◆ Actions to take:
a) In the forum post about the chestnut mare, why did the two girls who shared her say they had to sell her?
b) Pick up the forum post about the chestnut mare after its last sentence and continue it.

***** Given text

# 16.1hh Chestnut Mare By DOUBLE TRIGGER



## Lisamd (21 November 2011)

I bought this mare in 2005 (I think) as a 3 year old from her breeder. She was full TB by Double Trigger. I sold her about 18 mth later to John Winnett at Canal Grove Stables, Leighton Buzzard due to financial situation where I split with my partner and needed money to finance the house purchase and could only keep one horse. I wasn't happy about her going to a dealer but it was a forced sale.

Anyhow about 5 mths later I had a call from a girl called Georgina ??? (can't remember her surname) who had bought her and traced her back to me via contacting the breeder who gave her my details as I bought her direct. We talked and discovered this little mare had had a rough time in the few months she had left me. Georgina had bought her from 2 girls who shared her and said they had owned her for 2 years and had to sell as one of them had had a baby. Anyway we pieced together our stories and I could account for lumps and bumps and her quirks.

**********
***** Source material

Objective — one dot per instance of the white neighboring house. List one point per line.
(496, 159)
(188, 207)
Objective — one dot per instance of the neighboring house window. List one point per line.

**********

◆ Task-by-task outputs:
a) One of them had had a baby.

b)
I went to visit her near Birmingham one Feb, I think 2007 and she was flourishing in her new home and looked amazing. I have since lost contact with Georgina, I did email her a few times but had no further response and am just wondering what became of this lovely little horse? 

When I bought her she was called Stretch, I named her Willow and she was sold on as Twix. She could be nappy and have a little rear but was as sweet as anything to handle. She has a lump on her front off side pastern where she severed the main artery to her hoof.
She had a white blaze and 2 white socks behind.

Anyone recognised her or know anything good or bad?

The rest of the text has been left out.